Written problem 1
Lay out the rows further down as a Markdown table with the columns No. and Line, giving each line its own numbered entry and leaving out blank lines. Begin at the line in the rows that contains "annotation. Detect dry" and stop after the last line of the rows, with both ends included.
━━ Excerpt provided
Views and opinions from the top commentators in Indian media

“Truly, it is incomprehensible why India shut its embassy in Kabul. A great opportunity was at hand to plough a new Afghan policy independent of American tutelage. The only plausible explanation for such unseemly hurry to retrench could be that the government takes a zero-sum view that if Pakistan has a sense of triumphalism, then India must be the “loser”. But we were never really such one-dimensional people previously. We had a profound understanding of the Afghan nation’s ethos, traditions and culture and their enduring affection toward India.

Then Prime Minister Narasimha Rao didn’t have an iota of doubt that India shouldn’t lose time to launch a conversation with the Mujahideen groups (“Peshawar Seven”) notwithstanding their close association with Pakistan. Suffice to say, the Indian narrative is deeply flawed. We are riveted on archaic notions of “strategic depth” and regard the Taliban as a plaything of the Pakistani establishment.”

M K Bhadrakumar, The Indian Express

“As India closed its mission in Kabul and evacuated personnel, a strong sense that we have embarked on another cycle of repetitive events is inescapable. That we have faced a setback is obvious. Yet it is also useful to remind ourselves that the origin of this setback was not in an Indo-Afghan cycle but rather lay collectively in an internal Afghan dynamic, a Pakistan-Afghanistan dynamic and finally a larger international dynamic.

In brief there is little that India could have done to prevent the chain of events that saw the rapid dismantling of a two-decade-old architecture so favorable to us. But just as external events had catapulted us back into Afghanistan post 9/11, it is a similar external impulse that has now led to our exit.
━━━━
━━ Given data
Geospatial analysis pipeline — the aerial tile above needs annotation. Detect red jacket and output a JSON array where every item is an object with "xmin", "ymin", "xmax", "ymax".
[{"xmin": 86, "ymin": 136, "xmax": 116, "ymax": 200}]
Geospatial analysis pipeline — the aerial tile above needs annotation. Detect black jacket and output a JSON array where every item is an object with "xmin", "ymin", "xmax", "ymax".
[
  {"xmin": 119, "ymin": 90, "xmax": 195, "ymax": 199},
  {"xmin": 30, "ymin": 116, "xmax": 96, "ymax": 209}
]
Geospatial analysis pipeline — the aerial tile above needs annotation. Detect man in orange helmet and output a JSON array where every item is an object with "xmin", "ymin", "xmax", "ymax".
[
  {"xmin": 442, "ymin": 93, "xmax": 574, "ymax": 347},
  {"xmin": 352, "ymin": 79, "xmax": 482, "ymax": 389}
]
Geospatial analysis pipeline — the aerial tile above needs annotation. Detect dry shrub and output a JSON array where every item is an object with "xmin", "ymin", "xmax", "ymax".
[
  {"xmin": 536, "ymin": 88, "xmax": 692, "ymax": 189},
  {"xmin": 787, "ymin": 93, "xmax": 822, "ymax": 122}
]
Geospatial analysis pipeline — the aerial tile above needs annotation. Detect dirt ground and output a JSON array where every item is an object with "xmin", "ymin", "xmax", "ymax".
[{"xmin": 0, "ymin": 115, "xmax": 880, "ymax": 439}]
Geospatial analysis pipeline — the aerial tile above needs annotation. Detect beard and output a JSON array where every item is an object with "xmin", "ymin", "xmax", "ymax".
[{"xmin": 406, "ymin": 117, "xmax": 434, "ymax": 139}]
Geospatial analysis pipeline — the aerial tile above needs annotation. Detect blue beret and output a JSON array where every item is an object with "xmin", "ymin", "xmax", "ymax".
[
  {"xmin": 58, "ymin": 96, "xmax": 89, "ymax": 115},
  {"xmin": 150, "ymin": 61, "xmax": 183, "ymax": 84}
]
━━━━
Written problem 2
From the commentary on India's Afghanistan policy, output the passage word for word, beginning at the words "M K Bhadrakumar, The" and stopping after "to our exit.".

Written solution 1
| No. | Line |
|---|---|
| 1 | Geospatial analysis pipeline — the aerial tile above needs annotation. Detect dry shrub and output a JSON array where every item is an object with "xmin", "ymin", "xmax", "ymax". |
| 2 | [ |
| 3 |   {"xmin": 536, "ymin": 88, "xmax": 692, "ymax": 189}, |
| 4 |   {"xmin": 787, "ymin": 93, "xmax": 822, "ymax": 122} |
| 5 | ] |
| 6 | Geospatial analysis pipeline — the aerial tile above needs annotation. Detect dirt ground and output a JSON array where every item is an object with "xmin", "ymin", "xmax", "ymax". |
| 7 | [{"xmin": 0, "ymin": 115, "xmax": 880, "ymax": 439}] |
| 8 | Geospatial analysis pipeline — the aerial tile above needs annotation. Detect beard and output a JSON array where every item is an object with "xmin", "ymin", "xmax", "ymax". |
| 9 | [{"xmin": 406, "ymin": 117, "xmax": 434, "ymax": 139}] |
| 10 | Geospatial analysis pipeline — the aerial tile above needs annotation. Detect blue beret and output a JSON array where every item is an object with "xmin", "ymin", "xmax", "ymax". |
| 11 | [ |
| 12 |   {"xmin": 58, "ymin": 96, "xmax": 89, "ymax": 115}, |
| 13 |   {"xmin": 150, "ymin": 61, "xmax": 183, "ymax": 84} |
| 14 | ] |

Written solution 2
M K Bhadrakumar, The Indian Express

“As India closed its mission in Kabul and evacuated personnel, a strong sense that we have embarked on another cycle of repetitive events is inescapable. That we have faced a setback is obvious. Yet it is also useful to remind ourselves that the origin of this setback was not in an Indo-Afghan cycle but rather lay collectively in an internal Afghan dynamic, a Pakistan-Afghanistan dynamic and finally a larger international dynamic.

In brief there is little that India could have done to prevent the chain of events that saw the rapid dismantling of a two-decade-old architecture so favorable to us. But just as external events had catapulted us back into Afghanistan post 9/11, it is a similar external impulse that has now led to our exit.